Intake Forms for Bankruptcy Attorneys: Means Test Data, Asset Inventory, and Creditor Documentation
A prospective client sits across from you and says they need to file bankruptcy. They owe “a lot of money,” they are “behind on everything,” and they want to “start over.” That is roughly the level of detail most clients arrive with. They do not know whether they qualify for Chapter 7 or Chapter 13. They do not know their total household income for the past six months. They cannot tell you how many creditors they have, let alone the account numbers, balances, and whether any of those debts are secured. They have no idea whether they transferred any assets in the past two years or gave a relative a large payment in the past 90 days.
All of that information is required before you can file a petition. The bankruptcy schedules demand exhaustive detail about every dollar of income, every asset the debtor owns, every debt they owe, and every financial transaction that might be scrutinized by the trustee. A bankruptcy intake form that captures this information at the first meeting — rather than over weeks of follow-up calls and incomplete document requests — compresses the time from consultation to filing and dramatically reduces the risk of an incomplete petition that triggers a trustee objection or a case dismissal.
Chapter classification at intake: which path is available
The threshold question in every bankruptcy case is which chapter the debtor qualifies for and which chapter best serves their goals. The intake form needs to collect enough information to make a preliminary chapter determination before the client leaves the first meeting.
- Chapter 7 vs. Chapter 13 vs. Chapter 11 — Chapter 7 is a liquidation proceeding that discharges most unsecured debts in exchange for surrendering non-exempt assets. It requires passing the means test, which compares the debtor’s income against the state median for their household size. Chapter 13 is a reorganization plan for individuals with regular income — the debtor proposes a three-to-five-year repayment plan and keeps their assets. It has debt limits: as of 2026, unsecured debts cannot exceed approximately $465,275 and secured debts cannot exceed approximately $1,395,875 (these figures adjust periodically). Chapter 11 is typically for businesses but is available to individuals whose debts exceed Chapter 13 limits. Your intake form needs to capture enough income and debt data to determine which chapters are even available.

> _QUESTIONS ON THE MATERIAL_:
[1] Can you retype the bankruptcy intake text between "All of that" and "a case dismissal.", inclusive?
[2] Does the bankruptcy intake text support each statement below? (a) A Chapter 13 repayment plan runs three to five years. (b) Chapter 11 is open only to businesses. (c) The means test compares the debtor's income with the national median for their household size.

> _SUPPLIED ENTRIES_:
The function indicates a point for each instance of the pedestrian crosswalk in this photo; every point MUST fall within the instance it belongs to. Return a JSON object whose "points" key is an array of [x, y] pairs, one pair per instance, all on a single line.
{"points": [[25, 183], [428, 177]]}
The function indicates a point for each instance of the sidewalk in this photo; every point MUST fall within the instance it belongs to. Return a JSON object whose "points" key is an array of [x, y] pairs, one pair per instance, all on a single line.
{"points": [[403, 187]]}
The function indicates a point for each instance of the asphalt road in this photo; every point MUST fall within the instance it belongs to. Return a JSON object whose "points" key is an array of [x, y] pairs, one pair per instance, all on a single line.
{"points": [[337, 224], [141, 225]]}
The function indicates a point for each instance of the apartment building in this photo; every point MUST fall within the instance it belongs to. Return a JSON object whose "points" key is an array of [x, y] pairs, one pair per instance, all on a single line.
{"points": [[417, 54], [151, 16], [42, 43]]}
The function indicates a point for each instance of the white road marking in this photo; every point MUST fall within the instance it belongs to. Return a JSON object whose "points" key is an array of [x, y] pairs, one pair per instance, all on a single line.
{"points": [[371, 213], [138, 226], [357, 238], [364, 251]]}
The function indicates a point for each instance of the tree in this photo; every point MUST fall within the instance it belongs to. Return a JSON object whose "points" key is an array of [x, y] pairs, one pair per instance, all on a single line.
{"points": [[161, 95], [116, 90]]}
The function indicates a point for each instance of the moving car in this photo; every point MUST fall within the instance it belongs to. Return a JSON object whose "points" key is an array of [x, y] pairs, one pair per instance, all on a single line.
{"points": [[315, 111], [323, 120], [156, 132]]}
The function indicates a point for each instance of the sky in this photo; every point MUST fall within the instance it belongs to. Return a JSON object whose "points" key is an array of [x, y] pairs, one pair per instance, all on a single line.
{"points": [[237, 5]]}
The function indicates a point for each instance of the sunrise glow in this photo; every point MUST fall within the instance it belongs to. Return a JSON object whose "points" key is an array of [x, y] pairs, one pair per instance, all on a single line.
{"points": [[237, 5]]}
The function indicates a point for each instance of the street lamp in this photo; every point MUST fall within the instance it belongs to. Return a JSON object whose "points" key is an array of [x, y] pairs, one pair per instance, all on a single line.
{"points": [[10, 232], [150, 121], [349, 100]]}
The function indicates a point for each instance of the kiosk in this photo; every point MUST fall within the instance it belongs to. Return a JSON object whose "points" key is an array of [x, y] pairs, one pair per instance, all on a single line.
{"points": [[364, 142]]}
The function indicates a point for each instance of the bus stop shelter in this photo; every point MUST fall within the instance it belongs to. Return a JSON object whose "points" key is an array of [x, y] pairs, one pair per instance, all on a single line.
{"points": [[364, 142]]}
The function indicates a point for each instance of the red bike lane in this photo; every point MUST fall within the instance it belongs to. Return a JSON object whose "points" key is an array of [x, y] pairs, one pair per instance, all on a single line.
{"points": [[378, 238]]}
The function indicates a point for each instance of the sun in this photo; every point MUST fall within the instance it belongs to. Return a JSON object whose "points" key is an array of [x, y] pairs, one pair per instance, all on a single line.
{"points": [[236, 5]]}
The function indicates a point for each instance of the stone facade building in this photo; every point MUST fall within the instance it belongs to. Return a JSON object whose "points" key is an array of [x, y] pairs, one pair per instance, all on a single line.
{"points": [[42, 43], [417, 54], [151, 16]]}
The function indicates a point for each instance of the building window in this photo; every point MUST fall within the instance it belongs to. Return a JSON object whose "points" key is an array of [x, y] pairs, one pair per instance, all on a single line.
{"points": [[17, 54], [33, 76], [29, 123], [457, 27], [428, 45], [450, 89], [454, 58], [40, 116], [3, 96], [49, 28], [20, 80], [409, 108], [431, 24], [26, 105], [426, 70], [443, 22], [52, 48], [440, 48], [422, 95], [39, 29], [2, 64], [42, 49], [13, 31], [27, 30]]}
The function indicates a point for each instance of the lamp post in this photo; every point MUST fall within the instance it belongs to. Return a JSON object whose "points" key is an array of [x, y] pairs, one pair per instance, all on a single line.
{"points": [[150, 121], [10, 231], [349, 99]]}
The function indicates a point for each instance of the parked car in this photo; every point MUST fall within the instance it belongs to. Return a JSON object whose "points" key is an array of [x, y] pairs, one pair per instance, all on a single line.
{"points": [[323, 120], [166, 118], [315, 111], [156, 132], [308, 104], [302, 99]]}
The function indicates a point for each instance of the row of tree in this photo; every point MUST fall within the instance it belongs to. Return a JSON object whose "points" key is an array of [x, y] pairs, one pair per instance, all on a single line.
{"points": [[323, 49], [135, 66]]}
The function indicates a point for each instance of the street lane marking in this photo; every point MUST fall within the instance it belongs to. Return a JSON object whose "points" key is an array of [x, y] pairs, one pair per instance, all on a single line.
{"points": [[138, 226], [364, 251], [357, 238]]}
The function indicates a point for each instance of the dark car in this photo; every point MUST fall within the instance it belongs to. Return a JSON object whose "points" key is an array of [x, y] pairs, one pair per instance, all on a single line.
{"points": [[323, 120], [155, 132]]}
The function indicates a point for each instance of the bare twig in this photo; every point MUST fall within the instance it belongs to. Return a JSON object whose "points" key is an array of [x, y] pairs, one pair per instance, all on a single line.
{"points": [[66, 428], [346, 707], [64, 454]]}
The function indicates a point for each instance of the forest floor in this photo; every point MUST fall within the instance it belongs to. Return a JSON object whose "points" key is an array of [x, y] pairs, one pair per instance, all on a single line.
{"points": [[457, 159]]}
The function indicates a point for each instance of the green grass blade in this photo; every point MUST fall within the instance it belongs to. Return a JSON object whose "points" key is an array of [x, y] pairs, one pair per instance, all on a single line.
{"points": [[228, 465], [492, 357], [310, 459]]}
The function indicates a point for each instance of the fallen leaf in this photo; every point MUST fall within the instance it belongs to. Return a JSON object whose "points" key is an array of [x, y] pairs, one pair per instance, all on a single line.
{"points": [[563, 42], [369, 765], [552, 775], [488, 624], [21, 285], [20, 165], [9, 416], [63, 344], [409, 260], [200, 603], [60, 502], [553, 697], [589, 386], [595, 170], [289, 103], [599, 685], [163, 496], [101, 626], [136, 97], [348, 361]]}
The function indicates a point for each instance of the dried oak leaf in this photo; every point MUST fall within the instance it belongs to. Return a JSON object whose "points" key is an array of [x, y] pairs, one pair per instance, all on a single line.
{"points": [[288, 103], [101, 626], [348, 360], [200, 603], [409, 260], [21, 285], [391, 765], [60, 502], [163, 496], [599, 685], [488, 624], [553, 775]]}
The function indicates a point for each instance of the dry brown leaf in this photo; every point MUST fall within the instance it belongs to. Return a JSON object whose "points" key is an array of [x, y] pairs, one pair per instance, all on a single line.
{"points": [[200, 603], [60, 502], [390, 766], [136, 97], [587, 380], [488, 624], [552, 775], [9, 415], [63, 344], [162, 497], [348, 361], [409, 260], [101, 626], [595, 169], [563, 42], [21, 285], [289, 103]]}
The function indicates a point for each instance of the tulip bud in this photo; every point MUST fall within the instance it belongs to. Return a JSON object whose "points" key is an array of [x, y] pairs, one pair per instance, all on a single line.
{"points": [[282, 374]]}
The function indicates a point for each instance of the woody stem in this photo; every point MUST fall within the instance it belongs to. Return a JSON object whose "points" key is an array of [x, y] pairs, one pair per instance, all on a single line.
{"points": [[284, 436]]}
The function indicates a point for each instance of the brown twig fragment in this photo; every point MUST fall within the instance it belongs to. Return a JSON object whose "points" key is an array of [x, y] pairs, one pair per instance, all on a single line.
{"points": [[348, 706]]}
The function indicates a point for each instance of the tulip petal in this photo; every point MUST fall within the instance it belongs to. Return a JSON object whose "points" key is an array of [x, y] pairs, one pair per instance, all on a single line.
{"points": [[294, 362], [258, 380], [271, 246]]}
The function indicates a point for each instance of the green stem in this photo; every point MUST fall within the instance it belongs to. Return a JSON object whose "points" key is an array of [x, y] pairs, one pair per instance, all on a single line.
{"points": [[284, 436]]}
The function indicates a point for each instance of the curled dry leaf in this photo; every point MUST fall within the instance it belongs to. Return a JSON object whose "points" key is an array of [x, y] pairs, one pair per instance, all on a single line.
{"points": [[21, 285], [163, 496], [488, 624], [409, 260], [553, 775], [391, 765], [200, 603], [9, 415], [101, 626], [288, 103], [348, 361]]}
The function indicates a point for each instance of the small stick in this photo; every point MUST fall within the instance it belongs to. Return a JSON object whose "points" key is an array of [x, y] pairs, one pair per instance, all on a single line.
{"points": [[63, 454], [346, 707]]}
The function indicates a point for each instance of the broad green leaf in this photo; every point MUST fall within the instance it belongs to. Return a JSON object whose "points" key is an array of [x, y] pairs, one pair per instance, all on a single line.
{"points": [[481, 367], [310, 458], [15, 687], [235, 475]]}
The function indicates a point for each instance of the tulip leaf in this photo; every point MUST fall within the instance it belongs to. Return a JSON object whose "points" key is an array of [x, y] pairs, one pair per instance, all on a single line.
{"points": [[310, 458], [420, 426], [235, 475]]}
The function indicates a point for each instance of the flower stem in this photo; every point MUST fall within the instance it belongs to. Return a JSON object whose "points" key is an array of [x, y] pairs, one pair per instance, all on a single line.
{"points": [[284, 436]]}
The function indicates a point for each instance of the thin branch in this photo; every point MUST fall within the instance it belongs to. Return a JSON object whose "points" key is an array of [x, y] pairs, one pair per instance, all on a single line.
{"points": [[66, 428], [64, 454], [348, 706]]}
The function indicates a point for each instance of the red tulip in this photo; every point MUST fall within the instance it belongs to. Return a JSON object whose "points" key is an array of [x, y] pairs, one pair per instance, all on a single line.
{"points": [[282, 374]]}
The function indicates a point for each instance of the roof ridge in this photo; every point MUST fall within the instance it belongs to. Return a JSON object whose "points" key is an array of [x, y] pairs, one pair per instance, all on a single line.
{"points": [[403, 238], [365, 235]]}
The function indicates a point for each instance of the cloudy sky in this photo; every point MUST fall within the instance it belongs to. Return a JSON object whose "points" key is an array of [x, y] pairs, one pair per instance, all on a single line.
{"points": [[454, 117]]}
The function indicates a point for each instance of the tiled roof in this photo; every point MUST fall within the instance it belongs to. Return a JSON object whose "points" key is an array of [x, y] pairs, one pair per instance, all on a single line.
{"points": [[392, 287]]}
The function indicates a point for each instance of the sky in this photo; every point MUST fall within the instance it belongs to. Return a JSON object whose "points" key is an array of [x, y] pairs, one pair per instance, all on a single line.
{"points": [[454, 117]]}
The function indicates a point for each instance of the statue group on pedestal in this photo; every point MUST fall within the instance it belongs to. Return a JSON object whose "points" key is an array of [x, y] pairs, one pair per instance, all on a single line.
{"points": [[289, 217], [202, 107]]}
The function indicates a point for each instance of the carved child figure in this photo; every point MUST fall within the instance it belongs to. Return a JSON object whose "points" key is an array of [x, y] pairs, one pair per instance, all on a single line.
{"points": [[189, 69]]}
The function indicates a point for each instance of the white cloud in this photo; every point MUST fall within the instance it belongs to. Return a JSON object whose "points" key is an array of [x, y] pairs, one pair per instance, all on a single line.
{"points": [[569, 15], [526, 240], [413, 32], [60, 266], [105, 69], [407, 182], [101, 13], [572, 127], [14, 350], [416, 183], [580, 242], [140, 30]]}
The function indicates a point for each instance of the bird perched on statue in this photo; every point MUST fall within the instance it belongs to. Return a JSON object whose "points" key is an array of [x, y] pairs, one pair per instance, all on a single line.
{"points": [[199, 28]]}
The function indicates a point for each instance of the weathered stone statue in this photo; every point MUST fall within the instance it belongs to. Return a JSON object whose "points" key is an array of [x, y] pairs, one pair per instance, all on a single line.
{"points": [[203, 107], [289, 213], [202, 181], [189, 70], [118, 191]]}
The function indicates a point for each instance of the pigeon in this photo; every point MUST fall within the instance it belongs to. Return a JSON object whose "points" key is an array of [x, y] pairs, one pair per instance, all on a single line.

> _RESPONSES BY ITEM NUMBER_:
[1]
All of that information is required before you can file a petition. The bankruptcy schedules demand exhaustive detail about every dollar of income, every asset the debtor owns, every debt they owe, and every financial transaction that might be scrutinized by the trustee. A bankruptcy intake form that captures this information at the first meeting — rather than over weeks of follow-up calls and incomplete document requests — compresses the time from consultation to filing and dramatically reduces the risk of an incomplete petition that triggers a trustee objection or a case dismissal.

[2]
(a) Yes: "the debtor proposes a three-to-five-year repayment plan and keeps their assets"
(b) No: "Chapter 11 is typically for businesses but is available to individuals whose debts exceed Chapter 13 limits"
(c) No: "compares the debtor’s income against the state median for their household size"